Problem requirements
Rewrite the part of the lines below that opens with the line containing "Please tag the white front" and runs through the last line, replacing "front door" with "entry door" and leaving everything else unchanged.

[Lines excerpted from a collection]
◇ ◇ ◇ ◇

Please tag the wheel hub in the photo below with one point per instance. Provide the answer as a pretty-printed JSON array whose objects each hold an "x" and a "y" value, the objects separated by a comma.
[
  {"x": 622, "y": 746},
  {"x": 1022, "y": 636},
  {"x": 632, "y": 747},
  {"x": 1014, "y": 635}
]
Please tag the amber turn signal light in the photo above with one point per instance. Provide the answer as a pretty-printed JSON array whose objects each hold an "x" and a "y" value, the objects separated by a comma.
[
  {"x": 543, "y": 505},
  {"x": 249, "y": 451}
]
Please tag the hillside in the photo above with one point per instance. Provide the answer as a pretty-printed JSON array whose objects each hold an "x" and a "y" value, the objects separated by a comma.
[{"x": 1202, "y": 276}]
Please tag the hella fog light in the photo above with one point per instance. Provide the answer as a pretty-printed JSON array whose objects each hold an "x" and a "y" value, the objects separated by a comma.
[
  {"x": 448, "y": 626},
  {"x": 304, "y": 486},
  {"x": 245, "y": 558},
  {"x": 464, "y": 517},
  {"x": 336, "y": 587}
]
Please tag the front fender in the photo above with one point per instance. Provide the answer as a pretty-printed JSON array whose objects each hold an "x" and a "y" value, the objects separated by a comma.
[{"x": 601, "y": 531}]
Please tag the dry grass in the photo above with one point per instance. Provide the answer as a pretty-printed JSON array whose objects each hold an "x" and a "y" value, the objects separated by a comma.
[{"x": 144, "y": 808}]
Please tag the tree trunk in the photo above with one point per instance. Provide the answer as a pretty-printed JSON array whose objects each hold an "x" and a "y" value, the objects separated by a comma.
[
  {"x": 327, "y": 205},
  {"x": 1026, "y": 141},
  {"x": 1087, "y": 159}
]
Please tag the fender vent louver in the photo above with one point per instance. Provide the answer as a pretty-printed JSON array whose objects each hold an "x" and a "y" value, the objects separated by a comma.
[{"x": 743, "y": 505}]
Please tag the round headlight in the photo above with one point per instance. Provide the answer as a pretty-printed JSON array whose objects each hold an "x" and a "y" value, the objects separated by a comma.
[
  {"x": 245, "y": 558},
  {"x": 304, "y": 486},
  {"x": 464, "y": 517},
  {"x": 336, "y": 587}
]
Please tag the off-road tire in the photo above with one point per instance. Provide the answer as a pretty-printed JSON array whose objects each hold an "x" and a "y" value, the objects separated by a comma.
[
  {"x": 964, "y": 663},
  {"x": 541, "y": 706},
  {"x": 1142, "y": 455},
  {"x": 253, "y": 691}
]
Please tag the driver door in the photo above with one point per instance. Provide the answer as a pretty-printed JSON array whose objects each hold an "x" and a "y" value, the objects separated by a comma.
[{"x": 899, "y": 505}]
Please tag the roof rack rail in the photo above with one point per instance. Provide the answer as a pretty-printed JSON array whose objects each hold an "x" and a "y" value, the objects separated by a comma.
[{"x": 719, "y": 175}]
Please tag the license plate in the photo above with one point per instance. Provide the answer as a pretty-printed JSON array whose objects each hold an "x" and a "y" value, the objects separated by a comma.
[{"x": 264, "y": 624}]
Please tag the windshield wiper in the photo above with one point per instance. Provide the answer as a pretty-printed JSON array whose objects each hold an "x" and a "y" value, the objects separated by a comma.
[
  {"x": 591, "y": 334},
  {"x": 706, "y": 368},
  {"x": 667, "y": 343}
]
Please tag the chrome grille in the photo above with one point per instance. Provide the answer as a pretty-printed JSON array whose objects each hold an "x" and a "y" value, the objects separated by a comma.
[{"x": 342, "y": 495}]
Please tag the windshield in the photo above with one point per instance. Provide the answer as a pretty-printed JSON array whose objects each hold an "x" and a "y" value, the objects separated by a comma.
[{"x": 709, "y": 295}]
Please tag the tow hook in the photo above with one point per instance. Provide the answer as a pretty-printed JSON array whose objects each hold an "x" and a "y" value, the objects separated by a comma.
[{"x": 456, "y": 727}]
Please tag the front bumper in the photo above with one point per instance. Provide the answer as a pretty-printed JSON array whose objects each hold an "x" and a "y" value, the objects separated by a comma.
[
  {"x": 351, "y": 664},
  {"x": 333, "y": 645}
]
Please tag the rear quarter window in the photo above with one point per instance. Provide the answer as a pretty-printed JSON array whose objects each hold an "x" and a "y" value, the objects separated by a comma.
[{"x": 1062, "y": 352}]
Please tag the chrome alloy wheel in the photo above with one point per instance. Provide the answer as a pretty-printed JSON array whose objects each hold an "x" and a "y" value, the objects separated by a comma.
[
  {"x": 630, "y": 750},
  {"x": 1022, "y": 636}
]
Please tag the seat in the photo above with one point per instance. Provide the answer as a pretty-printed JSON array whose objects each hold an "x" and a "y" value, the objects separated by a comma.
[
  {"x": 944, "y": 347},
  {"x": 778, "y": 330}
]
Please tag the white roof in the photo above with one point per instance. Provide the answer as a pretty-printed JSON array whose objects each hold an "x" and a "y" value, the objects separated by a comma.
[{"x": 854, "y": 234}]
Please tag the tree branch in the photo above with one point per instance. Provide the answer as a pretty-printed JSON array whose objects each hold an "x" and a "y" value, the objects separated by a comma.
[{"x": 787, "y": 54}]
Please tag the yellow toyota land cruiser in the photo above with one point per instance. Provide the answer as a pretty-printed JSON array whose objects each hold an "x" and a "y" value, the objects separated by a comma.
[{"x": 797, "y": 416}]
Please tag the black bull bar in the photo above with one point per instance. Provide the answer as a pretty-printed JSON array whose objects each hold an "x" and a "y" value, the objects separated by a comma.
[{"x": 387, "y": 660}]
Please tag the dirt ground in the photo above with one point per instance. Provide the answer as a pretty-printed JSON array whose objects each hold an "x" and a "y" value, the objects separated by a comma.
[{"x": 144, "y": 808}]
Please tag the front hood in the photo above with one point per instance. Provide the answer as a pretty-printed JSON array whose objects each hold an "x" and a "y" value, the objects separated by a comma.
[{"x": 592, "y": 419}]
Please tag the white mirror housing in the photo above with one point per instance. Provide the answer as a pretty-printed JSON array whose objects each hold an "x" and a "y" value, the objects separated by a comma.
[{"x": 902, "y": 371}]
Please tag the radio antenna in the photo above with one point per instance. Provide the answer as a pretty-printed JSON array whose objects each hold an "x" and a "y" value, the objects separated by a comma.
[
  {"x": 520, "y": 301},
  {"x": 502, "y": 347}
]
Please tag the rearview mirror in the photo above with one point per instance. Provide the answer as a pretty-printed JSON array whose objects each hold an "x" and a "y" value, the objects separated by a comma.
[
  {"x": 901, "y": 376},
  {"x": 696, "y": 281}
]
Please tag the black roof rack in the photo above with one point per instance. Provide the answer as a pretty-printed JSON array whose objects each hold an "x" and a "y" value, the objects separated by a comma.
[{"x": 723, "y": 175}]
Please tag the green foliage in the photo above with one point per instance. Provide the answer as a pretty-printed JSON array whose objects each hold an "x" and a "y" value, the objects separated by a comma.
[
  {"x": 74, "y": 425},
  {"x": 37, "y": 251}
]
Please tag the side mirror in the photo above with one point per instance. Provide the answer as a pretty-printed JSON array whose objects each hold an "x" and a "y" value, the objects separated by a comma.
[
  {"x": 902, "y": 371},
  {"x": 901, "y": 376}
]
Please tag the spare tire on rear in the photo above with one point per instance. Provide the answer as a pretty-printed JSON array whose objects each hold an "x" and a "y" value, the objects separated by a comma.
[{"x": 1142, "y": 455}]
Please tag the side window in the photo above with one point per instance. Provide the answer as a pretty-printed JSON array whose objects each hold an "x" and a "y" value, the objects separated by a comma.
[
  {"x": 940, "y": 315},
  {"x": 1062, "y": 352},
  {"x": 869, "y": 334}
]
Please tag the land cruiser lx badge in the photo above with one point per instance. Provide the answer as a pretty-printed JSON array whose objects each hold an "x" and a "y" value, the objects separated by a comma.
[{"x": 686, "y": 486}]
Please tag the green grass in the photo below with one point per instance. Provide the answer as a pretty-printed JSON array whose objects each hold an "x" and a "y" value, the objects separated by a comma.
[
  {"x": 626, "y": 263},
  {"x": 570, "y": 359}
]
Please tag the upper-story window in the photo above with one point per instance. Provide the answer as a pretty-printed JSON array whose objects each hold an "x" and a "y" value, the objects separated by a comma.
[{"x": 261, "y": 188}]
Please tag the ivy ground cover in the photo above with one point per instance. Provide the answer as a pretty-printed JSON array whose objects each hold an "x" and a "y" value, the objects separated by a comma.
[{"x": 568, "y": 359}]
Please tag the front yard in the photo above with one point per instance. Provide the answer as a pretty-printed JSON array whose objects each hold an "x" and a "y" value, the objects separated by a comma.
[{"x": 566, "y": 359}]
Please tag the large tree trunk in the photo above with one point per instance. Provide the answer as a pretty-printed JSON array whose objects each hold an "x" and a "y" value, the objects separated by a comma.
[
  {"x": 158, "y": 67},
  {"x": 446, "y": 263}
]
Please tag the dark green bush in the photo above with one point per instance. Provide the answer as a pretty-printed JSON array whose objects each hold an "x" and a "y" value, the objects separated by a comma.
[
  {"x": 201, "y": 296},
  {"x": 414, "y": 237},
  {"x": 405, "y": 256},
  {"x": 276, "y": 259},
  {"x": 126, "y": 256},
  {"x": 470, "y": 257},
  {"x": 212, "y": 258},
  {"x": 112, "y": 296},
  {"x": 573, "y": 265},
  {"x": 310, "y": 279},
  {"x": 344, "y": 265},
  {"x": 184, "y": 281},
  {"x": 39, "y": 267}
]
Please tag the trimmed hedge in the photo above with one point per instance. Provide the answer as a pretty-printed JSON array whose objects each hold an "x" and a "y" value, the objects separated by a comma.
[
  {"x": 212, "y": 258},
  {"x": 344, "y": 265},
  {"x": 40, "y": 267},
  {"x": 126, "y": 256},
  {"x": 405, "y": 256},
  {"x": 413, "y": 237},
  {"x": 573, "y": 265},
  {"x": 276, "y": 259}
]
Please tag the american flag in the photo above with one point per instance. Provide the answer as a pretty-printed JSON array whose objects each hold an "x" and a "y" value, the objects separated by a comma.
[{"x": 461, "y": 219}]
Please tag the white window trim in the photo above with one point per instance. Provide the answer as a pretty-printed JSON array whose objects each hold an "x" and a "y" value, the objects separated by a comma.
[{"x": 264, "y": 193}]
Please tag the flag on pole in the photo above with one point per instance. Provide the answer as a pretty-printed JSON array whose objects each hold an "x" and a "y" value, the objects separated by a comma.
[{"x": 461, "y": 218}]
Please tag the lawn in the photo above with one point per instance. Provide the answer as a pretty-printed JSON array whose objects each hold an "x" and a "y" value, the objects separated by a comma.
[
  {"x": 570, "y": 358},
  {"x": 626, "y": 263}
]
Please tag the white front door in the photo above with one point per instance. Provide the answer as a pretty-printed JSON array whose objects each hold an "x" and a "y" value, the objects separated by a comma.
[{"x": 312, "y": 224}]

◇ ◇ ◇ ◇

Answer to this exercise
Please tag the white entry door in the photo above with one point per instance. Provide the answer as a pretty-printed JSON array whose objects each hold an "x" and a "y" value, the objects separated by a comma.
[{"x": 312, "y": 224}]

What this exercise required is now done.